- **Objective**
Reproduce all of the records below line for line, with no changes, but omit the pictures.

● ● ●

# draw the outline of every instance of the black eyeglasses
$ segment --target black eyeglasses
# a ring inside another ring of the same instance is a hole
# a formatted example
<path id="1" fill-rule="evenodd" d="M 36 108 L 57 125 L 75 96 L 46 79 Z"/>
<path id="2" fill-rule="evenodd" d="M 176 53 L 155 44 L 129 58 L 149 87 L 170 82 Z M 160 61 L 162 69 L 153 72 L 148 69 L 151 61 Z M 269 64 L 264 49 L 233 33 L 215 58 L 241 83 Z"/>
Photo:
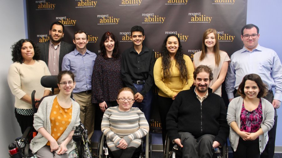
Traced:
<path id="1" fill-rule="evenodd" d="M 73 84 L 73 82 L 74 82 L 73 81 L 69 81 L 68 82 L 61 82 L 60 83 L 60 84 L 63 85 L 65 86 L 66 85 L 67 83 L 68 83 L 69 85 L 72 85 L 72 84 Z"/>
<path id="2" fill-rule="evenodd" d="M 133 101 L 133 99 L 130 98 L 120 98 L 118 99 L 122 101 L 125 101 L 125 100 L 127 100 L 127 101 L 128 102 L 131 102 L 131 101 Z"/>
<path id="3" fill-rule="evenodd" d="M 252 35 L 246 35 L 243 36 L 243 37 L 247 39 L 250 38 L 250 36 L 252 37 L 252 38 L 255 38 L 258 35 L 258 34 L 254 34 Z"/>

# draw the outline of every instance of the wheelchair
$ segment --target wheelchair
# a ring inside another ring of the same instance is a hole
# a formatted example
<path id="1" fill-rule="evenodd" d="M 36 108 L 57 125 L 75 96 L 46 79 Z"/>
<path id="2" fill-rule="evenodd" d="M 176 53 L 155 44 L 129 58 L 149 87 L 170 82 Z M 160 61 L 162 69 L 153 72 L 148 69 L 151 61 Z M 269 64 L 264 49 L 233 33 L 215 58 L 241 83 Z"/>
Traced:
<path id="1" fill-rule="evenodd" d="M 177 157 L 182 157 L 182 150 L 178 145 L 172 144 L 167 135 L 164 150 L 164 158 Z M 228 146 L 226 143 L 222 147 L 217 148 L 215 150 L 212 158 L 228 158 Z"/>
<path id="2" fill-rule="evenodd" d="M 133 158 L 152 158 L 152 135 L 148 133 L 145 136 L 146 145 L 145 152 L 143 151 L 144 137 L 142 138 L 141 145 L 135 150 Z M 98 158 L 113 158 L 113 156 L 109 148 L 107 145 L 106 137 L 102 134 L 99 139 L 97 147 L 97 156 Z"/>
<path id="3" fill-rule="evenodd" d="M 50 96 L 54 95 L 54 89 L 58 87 L 57 85 L 57 76 L 44 76 L 41 78 L 40 81 L 41 85 L 44 87 L 50 88 L 52 89 L 52 94 L 48 96 Z M 36 93 L 35 91 L 33 91 L 31 93 L 31 100 L 32 101 L 32 109 L 34 114 L 37 112 L 37 108 L 35 106 L 36 103 L 40 103 L 45 96 L 43 97 L 40 101 L 36 101 L 34 99 L 34 95 Z M 72 95 L 71 97 L 72 97 Z M 76 143 L 76 148 L 77 150 L 77 153 L 78 154 L 79 157 L 82 157 L 82 153 L 85 151 L 83 145 L 86 143 L 88 144 L 88 146 L 90 146 L 90 143 L 89 141 L 85 142 L 83 140 L 84 137 L 85 137 L 86 132 L 83 132 L 84 130 L 83 125 L 81 125 L 76 127 L 76 130 L 74 135 L 73 136 L 73 140 Z M 36 136 L 37 132 L 34 129 L 33 127 L 29 127 L 26 130 L 21 137 L 16 138 L 14 144 L 18 148 L 18 152 L 13 155 L 9 154 L 10 158 L 34 158 L 36 157 L 32 153 L 31 150 L 29 149 L 29 143 L 32 138 Z M 86 133 L 87 136 L 87 133 Z M 10 144 L 10 146 L 12 144 Z M 91 149 L 90 148 L 91 152 Z M 72 151 L 74 152 L 74 151 Z M 73 153 L 74 154 L 74 153 Z"/>

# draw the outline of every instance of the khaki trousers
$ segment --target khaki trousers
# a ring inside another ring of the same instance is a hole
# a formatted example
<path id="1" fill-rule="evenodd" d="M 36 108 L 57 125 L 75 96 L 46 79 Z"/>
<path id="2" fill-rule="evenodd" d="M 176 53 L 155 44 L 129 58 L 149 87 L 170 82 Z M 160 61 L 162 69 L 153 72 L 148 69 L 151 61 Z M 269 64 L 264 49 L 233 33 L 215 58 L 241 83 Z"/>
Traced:
<path id="1" fill-rule="evenodd" d="M 94 133 L 95 108 L 91 103 L 91 94 L 85 92 L 74 93 L 73 98 L 80 106 L 80 120 L 87 130 L 88 139 L 91 141 Z"/>

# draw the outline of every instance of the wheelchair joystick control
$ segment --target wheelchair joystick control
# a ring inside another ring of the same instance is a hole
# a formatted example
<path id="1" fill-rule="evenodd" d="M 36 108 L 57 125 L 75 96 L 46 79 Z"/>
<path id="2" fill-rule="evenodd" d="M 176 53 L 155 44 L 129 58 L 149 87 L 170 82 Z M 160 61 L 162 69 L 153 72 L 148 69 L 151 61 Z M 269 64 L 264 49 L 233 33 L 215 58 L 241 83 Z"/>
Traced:
<path id="1" fill-rule="evenodd" d="M 20 157 L 18 149 L 15 143 L 12 143 L 10 144 L 8 148 L 9 149 L 9 155 L 10 155 L 10 157 L 17 158 Z"/>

● ● ●

- **Written answer**
# draw the outline of every instance of the black eyeglasses
$ segment --target black eyeglasses
# a ring inside another ring of the same instance is a hole
# a formatted example
<path id="1" fill-rule="evenodd" d="M 36 108 L 57 125 L 75 96 L 46 79 Z"/>
<path id="2" fill-rule="evenodd" d="M 176 53 L 155 44 L 129 58 L 149 87 L 170 82 Z M 160 61 L 162 69 L 153 72 L 148 69 L 151 61 Z M 269 64 L 264 49 L 233 33 L 215 58 L 241 83 Z"/>
Photo:
Traced:
<path id="1" fill-rule="evenodd" d="M 73 84 L 73 82 L 74 82 L 73 81 L 69 81 L 68 82 L 61 82 L 60 83 L 60 84 L 63 85 L 65 86 L 66 85 L 67 83 L 68 83 L 69 85 L 72 85 L 72 84 Z"/>
<path id="2" fill-rule="evenodd" d="M 133 101 L 133 99 L 130 98 L 120 98 L 118 99 L 122 101 L 125 101 L 125 100 L 127 100 L 127 101 L 128 102 L 131 102 L 131 101 Z"/>
<path id="3" fill-rule="evenodd" d="M 252 35 L 246 35 L 243 36 L 243 37 L 247 39 L 250 38 L 250 36 L 252 37 L 252 38 L 255 38 L 258 35 L 258 34 L 254 34 Z"/>

# draw the outline of every instance of the wheelchair
$ segment --target wheelchair
# a ring inside another ring of the same instance is a hole
# a formatted example
<path id="1" fill-rule="evenodd" d="M 36 108 L 57 125 L 75 96 L 46 79 Z"/>
<path id="2" fill-rule="evenodd" d="M 176 53 L 155 44 L 129 58 L 149 87 L 170 82 Z M 160 61 L 162 69 L 153 72 L 148 69 L 151 61 Z M 269 64 L 264 49 L 233 33 L 215 58 L 241 83 Z"/>
Traced:
<path id="1" fill-rule="evenodd" d="M 177 157 L 182 157 L 182 150 L 178 145 L 172 144 L 167 135 L 164 150 L 164 158 Z M 228 146 L 226 143 L 222 147 L 217 148 L 215 150 L 212 158 L 228 158 Z"/>
<path id="2" fill-rule="evenodd" d="M 133 158 L 152 158 L 152 135 L 148 133 L 145 136 L 146 145 L 145 152 L 143 151 L 144 137 L 142 138 L 141 145 L 135 150 Z M 98 158 L 113 158 L 113 156 L 109 148 L 107 145 L 106 137 L 102 134 L 99 139 L 97 147 L 97 156 Z"/>
<path id="3" fill-rule="evenodd" d="M 50 96 L 54 95 L 54 89 L 58 87 L 57 85 L 57 76 L 44 76 L 41 78 L 40 81 L 41 85 L 44 87 L 50 88 L 52 89 L 52 94 L 48 96 Z M 36 93 L 35 91 L 33 91 L 31 93 L 31 100 L 32 101 L 32 109 L 34 114 L 37 112 L 37 108 L 35 106 L 36 103 L 40 103 L 45 96 L 43 97 L 40 101 L 36 101 L 34 99 L 34 95 Z M 72 95 L 71 97 L 72 97 Z M 76 143 L 76 148 L 77 150 L 77 153 L 78 154 L 79 157 L 82 157 L 82 153 L 85 151 L 83 145 L 86 143 L 88 144 L 88 146 L 90 146 L 90 143 L 89 141 L 85 142 L 83 140 L 84 137 L 85 137 L 86 132 L 83 132 L 84 130 L 83 125 L 81 125 L 76 127 L 76 130 L 74 135 L 73 136 L 73 140 Z M 36 136 L 37 132 L 34 129 L 33 127 L 29 127 L 26 130 L 21 137 L 16 138 L 14 144 L 18 148 L 18 152 L 13 155 L 9 154 L 10 158 L 34 158 L 36 157 L 32 153 L 31 150 L 29 149 L 29 143 L 32 138 Z M 86 133 L 87 136 L 87 133 Z M 10 144 L 10 146 L 12 144 Z M 91 149 L 90 148 L 91 152 Z M 72 151 L 74 152 L 74 151 Z M 73 153 L 74 154 L 74 153 Z"/>

# draw the outline of every instance of the khaki trousers
$ segment --target khaki trousers
# a ring inside another ring of the same instance is a hole
# a formatted example
<path id="1" fill-rule="evenodd" d="M 36 108 L 57 125 L 75 96 L 46 79 Z"/>
<path id="2" fill-rule="evenodd" d="M 176 53 L 155 44 L 129 58 L 149 87 L 170 82 Z M 160 61 L 162 69 L 153 72 L 148 69 L 151 61 Z M 269 64 L 264 49 L 233 33 L 215 58 L 241 83 Z"/>
Traced:
<path id="1" fill-rule="evenodd" d="M 94 133 L 95 108 L 91 103 L 91 94 L 85 92 L 74 93 L 73 98 L 80 106 L 80 120 L 87 130 L 88 139 L 91 141 Z"/>

# draw the outline of every instance of the wheelchair joystick control
$ segment --target wheelchair joystick control
# a ring inside another ring of the same instance is a hole
# a formatted example
<path id="1" fill-rule="evenodd" d="M 36 108 L 57 125 L 75 96 L 46 79 Z"/>
<path id="2" fill-rule="evenodd" d="M 176 53 L 155 44 L 129 58 L 149 87 L 170 82 Z M 160 61 L 162 69 L 153 72 L 148 69 L 151 61 Z M 269 64 L 264 49 L 233 33 L 215 58 L 241 83 Z"/>
Traced:
<path id="1" fill-rule="evenodd" d="M 20 157 L 18 149 L 15 143 L 12 143 L 10 144 L 8 148 L 9 149 L 9 155 L 10 155 L 10 157 L 17 158 Z"/>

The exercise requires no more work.